WRITTEN PROBLEM =>
Please print, word for word, the lines of the material starting with the line that contains "In the picture above, where can the seafront kiosk" and going on through the end of the material. Leave the pictures out of your answer.

[Point annotation records]
________
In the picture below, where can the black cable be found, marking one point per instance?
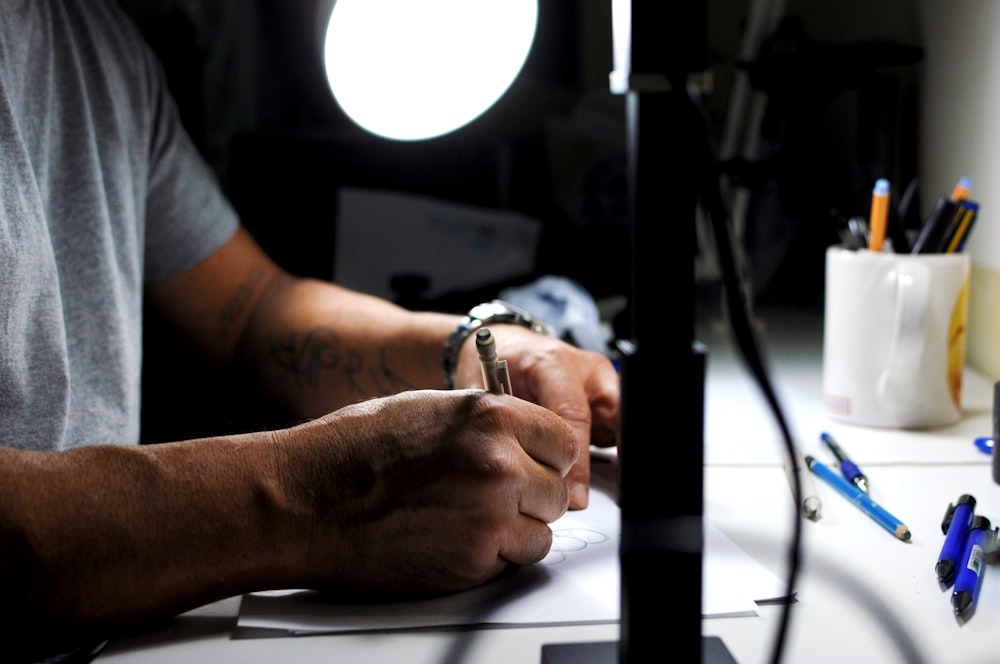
(739, 319)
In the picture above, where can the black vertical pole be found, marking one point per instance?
(663, 375)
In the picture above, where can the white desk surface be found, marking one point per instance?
(863, 596)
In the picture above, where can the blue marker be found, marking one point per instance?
(860, 499)
(956, 525)
(969, 579)
(848, 468)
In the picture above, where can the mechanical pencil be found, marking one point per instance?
(495, 375)
(812, 506)
(956, 237)
(929, 239)
(860, 499)
(848, 468)
(956, 525)
(969, 578)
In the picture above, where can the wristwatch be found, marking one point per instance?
(487, 313)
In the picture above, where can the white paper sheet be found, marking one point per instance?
(577, 583)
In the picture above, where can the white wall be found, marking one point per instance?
(960, 135)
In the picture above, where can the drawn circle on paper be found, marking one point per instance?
(552, 557)
(586, 534)
(562, 541)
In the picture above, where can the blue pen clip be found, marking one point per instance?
(969, 579)
(955, 525)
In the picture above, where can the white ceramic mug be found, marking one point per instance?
(894, 337)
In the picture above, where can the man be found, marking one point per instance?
(105, 202)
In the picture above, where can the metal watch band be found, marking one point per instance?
(487, 313)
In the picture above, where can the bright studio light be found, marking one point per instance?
(416, 69)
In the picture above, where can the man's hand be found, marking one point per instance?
(580, 386)
(427, 491)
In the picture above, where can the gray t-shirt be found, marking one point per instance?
(100, 191)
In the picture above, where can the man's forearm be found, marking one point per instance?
(354, 347)
(115, 535)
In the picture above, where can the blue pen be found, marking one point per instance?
(860, 499)
(969, 578)
(956, 525)
(849, 469)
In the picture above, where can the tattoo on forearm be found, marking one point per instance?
(308, 357)
(235, 308)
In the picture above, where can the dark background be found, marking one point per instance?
(248, 78)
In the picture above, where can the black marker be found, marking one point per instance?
(849, 469)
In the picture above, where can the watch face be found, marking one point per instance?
(487, 310)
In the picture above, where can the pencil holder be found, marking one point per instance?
(894, 337)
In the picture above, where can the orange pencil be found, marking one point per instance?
(879, 216)
(962, 190)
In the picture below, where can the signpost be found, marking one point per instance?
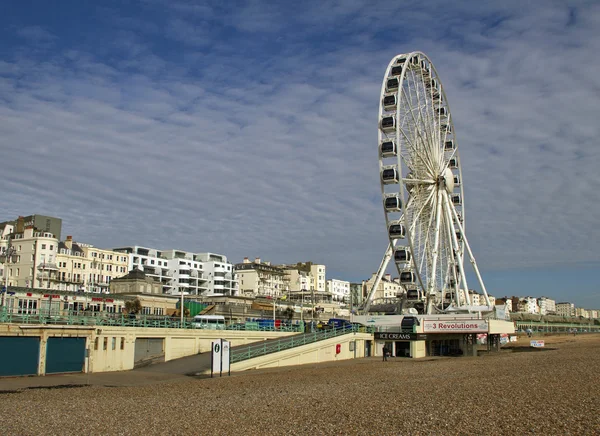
(461, 326)
(220, 358)
(392, 336)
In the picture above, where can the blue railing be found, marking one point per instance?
(122, 320)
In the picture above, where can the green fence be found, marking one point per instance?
(122, 320)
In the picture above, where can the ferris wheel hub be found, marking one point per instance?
(447, 180)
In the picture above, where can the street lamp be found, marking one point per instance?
(6, 255)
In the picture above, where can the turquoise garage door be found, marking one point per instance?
(65, 355)
(20, 355)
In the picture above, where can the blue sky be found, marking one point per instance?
(250, 128)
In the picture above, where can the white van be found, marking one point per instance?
(210, 322)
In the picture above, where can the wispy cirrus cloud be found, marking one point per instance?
(254, 132)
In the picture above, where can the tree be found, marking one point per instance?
(133, 306)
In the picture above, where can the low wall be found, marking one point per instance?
(322, 351)
(112, 348)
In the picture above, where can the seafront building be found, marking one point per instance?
(565, 309)
(339, 290)
(387, 288)
(83, 267)
(180, 271)
(33, 260)
(547, 306)
(258, 279)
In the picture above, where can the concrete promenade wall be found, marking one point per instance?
(322, 351)
(112, 348)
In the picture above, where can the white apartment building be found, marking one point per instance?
(565, 309)
(339, 289)
(387, 287)
(528, 305)
(318, 281)
(179, 271)
(261, 279)
(306, 276)
(547, 306)
(475, 298)
(33, 263)
(220, 274)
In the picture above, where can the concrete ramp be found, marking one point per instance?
(342, 347)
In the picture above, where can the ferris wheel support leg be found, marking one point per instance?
(472, 258)
(436, 242)
(455, 246)
(382, 267)
(448, 219)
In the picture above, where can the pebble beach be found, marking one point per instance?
(554, 390)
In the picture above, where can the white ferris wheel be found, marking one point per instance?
(421, 185)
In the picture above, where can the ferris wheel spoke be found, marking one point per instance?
(424, 157)
(457, 251)
(430, 125)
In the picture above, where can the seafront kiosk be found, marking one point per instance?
(420, 336)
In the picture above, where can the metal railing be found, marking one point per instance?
(557, 327)
(83, 318)
(250, 351)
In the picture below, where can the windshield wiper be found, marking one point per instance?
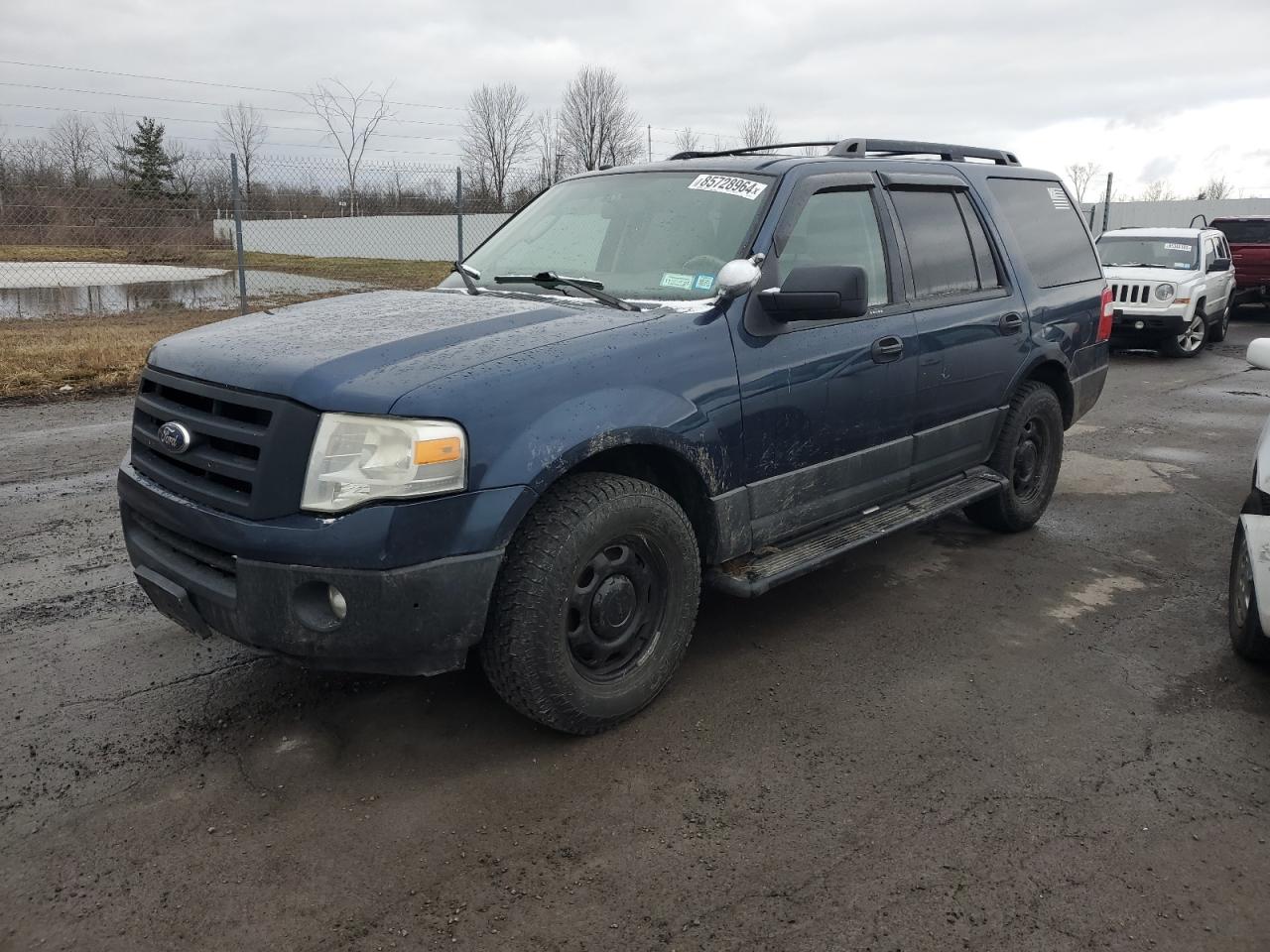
________
OUTPUT FOR THIS TASK =>
In the picture above, where can the seafront kiosk be found, marking one point per instance?
(420, 336)
In the picture above, where can the metal railing be found, marking one point per instance?
(557, 327)
(83, 318)
(250, 351)
In the picture below, where can the windshield wiper be found, marking one point per instance?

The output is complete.